WORK TO DO =>
Please retype, word for word, the lines of the material below between the line holding "One keypoint belongs to every instance. Tag the shuttlecock cork" and the line holding "(1153, 272)", inclusive. Give only those lines.

Labeling entries for object positions:
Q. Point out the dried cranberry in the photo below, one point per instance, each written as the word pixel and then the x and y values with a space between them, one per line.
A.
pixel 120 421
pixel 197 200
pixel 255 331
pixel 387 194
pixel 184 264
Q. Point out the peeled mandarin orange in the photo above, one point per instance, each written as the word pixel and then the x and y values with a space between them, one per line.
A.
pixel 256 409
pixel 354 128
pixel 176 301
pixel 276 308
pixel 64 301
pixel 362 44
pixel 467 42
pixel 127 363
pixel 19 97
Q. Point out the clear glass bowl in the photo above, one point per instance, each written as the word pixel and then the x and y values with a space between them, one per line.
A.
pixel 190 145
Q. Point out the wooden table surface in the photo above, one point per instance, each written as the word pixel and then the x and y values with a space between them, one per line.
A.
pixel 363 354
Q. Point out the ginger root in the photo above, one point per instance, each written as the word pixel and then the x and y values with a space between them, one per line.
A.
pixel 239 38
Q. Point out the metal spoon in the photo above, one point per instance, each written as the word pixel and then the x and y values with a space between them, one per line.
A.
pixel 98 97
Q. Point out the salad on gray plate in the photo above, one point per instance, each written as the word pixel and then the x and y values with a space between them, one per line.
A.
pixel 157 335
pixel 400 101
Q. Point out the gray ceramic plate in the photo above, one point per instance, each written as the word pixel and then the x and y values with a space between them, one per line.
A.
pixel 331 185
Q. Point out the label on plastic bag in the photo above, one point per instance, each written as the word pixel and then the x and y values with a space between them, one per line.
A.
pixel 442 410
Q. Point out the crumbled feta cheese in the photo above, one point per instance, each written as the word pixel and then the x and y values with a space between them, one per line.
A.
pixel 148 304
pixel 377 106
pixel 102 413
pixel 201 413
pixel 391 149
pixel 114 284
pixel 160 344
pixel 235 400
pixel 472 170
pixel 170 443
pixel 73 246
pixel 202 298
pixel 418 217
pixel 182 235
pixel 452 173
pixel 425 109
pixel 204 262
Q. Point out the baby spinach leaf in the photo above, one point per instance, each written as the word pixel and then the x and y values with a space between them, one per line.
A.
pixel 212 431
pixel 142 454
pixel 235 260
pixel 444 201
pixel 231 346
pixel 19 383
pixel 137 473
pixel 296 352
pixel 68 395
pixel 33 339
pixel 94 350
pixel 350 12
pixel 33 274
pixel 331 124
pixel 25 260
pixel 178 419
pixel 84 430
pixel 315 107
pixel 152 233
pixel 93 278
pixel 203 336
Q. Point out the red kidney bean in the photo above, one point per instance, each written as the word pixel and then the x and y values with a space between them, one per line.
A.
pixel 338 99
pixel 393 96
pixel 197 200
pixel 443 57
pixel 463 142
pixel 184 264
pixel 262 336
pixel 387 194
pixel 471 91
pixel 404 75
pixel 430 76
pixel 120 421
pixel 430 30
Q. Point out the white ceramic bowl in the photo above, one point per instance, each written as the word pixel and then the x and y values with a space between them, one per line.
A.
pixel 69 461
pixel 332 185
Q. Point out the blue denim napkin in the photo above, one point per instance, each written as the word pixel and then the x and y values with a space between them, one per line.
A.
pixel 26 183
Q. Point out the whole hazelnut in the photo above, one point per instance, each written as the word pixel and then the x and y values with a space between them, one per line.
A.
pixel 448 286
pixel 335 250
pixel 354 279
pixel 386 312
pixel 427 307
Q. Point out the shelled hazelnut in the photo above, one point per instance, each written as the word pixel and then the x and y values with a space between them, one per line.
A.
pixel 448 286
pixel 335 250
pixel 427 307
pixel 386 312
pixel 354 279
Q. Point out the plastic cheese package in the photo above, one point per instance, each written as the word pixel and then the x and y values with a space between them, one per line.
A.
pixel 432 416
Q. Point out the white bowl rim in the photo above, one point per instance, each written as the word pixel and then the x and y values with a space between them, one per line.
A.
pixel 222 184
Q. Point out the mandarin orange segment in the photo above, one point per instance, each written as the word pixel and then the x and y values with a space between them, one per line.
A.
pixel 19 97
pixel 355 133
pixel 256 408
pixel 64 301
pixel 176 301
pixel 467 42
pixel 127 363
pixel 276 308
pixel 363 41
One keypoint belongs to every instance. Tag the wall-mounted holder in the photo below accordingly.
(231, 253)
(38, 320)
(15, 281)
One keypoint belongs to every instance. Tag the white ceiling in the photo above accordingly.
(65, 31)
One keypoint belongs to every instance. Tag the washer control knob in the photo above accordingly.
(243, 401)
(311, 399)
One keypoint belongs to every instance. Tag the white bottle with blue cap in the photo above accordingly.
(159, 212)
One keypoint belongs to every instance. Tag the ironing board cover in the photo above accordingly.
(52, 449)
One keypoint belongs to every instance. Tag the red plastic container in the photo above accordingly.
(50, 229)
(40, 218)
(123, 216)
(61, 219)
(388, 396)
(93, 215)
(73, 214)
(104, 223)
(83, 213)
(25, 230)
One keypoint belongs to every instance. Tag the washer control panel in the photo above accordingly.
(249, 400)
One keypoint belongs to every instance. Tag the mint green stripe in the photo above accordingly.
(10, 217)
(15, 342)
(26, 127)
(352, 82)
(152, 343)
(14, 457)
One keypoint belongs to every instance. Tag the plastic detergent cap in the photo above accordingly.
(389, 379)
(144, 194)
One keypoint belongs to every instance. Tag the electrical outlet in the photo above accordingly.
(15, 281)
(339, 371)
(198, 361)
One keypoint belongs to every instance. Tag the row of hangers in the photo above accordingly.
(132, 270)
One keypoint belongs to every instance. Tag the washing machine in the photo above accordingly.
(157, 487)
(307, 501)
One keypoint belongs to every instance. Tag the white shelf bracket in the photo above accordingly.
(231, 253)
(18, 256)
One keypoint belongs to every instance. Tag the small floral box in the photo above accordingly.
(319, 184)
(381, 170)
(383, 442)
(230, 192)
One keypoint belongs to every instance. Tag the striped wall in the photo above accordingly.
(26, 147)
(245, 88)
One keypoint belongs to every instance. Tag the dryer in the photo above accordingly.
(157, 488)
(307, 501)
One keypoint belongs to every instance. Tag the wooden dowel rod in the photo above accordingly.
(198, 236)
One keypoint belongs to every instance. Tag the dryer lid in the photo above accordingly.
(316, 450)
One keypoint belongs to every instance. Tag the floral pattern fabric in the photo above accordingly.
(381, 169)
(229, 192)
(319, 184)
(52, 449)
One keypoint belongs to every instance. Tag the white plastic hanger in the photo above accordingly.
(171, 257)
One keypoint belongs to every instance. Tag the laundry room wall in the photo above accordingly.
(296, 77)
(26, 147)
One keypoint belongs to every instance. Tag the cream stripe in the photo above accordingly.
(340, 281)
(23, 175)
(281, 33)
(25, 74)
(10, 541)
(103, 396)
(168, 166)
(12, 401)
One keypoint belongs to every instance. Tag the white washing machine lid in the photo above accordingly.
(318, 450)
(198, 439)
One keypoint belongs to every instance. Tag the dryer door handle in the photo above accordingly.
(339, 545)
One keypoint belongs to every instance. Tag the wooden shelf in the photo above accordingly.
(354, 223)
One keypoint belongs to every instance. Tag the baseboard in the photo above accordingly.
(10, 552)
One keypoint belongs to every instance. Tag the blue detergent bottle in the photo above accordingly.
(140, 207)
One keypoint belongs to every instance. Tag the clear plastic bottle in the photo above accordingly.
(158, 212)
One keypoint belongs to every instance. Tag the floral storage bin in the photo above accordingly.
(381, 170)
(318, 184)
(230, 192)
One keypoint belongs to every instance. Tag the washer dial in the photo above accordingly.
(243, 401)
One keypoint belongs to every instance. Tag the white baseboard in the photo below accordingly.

==

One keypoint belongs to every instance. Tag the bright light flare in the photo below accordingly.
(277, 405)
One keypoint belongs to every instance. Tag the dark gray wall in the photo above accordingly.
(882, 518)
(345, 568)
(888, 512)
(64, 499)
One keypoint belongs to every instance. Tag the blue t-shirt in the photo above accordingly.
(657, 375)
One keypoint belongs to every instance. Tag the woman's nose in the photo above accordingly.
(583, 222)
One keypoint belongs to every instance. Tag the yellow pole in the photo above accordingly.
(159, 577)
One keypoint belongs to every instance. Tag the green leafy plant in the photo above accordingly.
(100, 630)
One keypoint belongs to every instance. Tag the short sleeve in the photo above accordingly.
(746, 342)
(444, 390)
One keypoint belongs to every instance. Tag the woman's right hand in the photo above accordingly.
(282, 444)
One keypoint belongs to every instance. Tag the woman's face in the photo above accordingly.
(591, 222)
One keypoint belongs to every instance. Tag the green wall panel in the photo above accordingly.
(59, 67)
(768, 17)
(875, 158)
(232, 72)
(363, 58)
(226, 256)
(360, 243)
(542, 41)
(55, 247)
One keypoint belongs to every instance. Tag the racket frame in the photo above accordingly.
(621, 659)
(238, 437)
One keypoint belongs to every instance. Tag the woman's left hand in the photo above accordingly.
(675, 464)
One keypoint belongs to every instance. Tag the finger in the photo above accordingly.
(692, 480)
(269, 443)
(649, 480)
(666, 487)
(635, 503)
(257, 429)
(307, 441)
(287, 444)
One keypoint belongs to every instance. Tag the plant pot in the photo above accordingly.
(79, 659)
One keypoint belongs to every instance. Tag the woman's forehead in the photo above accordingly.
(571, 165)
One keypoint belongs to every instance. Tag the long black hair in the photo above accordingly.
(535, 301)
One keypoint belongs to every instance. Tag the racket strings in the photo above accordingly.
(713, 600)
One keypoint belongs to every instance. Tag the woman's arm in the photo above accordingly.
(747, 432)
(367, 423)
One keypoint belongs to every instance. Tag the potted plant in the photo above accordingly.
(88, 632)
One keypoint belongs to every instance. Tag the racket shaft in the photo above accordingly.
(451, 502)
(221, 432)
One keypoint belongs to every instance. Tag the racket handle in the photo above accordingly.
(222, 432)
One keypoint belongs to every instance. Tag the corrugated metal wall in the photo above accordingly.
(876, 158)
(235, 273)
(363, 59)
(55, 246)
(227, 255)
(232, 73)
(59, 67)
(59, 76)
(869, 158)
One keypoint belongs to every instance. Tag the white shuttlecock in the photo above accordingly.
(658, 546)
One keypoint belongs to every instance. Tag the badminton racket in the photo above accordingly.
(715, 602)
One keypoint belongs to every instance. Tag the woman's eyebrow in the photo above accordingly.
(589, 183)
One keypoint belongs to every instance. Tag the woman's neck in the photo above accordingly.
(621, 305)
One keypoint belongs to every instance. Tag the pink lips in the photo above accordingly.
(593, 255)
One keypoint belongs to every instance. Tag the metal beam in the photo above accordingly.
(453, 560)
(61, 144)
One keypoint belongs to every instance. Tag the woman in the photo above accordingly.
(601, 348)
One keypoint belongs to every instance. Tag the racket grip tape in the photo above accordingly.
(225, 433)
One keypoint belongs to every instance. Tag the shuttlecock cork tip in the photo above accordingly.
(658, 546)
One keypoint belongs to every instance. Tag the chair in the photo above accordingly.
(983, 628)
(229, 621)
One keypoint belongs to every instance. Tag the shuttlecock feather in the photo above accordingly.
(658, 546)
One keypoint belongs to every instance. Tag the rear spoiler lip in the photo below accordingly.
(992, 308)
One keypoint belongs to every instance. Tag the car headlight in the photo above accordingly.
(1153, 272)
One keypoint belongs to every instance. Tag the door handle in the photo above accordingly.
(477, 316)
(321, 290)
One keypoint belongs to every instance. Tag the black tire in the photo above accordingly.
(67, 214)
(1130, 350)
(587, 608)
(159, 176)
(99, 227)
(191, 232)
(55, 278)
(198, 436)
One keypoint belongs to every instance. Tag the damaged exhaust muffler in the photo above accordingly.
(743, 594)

COMPLETE RESPONSE =>
One keypoint belongs to every instance. Tag the shuttlecock cork tip in the photo above accordingly.
(658, 546)
One keypoint belongs to every instance. Tag the chair in the photo above accordingly.
(983, 628)
(229, 621)
One keypoint belongs to every instance. Tag the shuttlecock feather in the photo above accordingly.
(658, 546)
One keypoint belongs to every instance. Tag the rear spoiler lip in the photo below accordingly.
(992, 308)
One keypoint belongs to every instance. Tag the car headlight in the photo above accordingly.
(1153, 272)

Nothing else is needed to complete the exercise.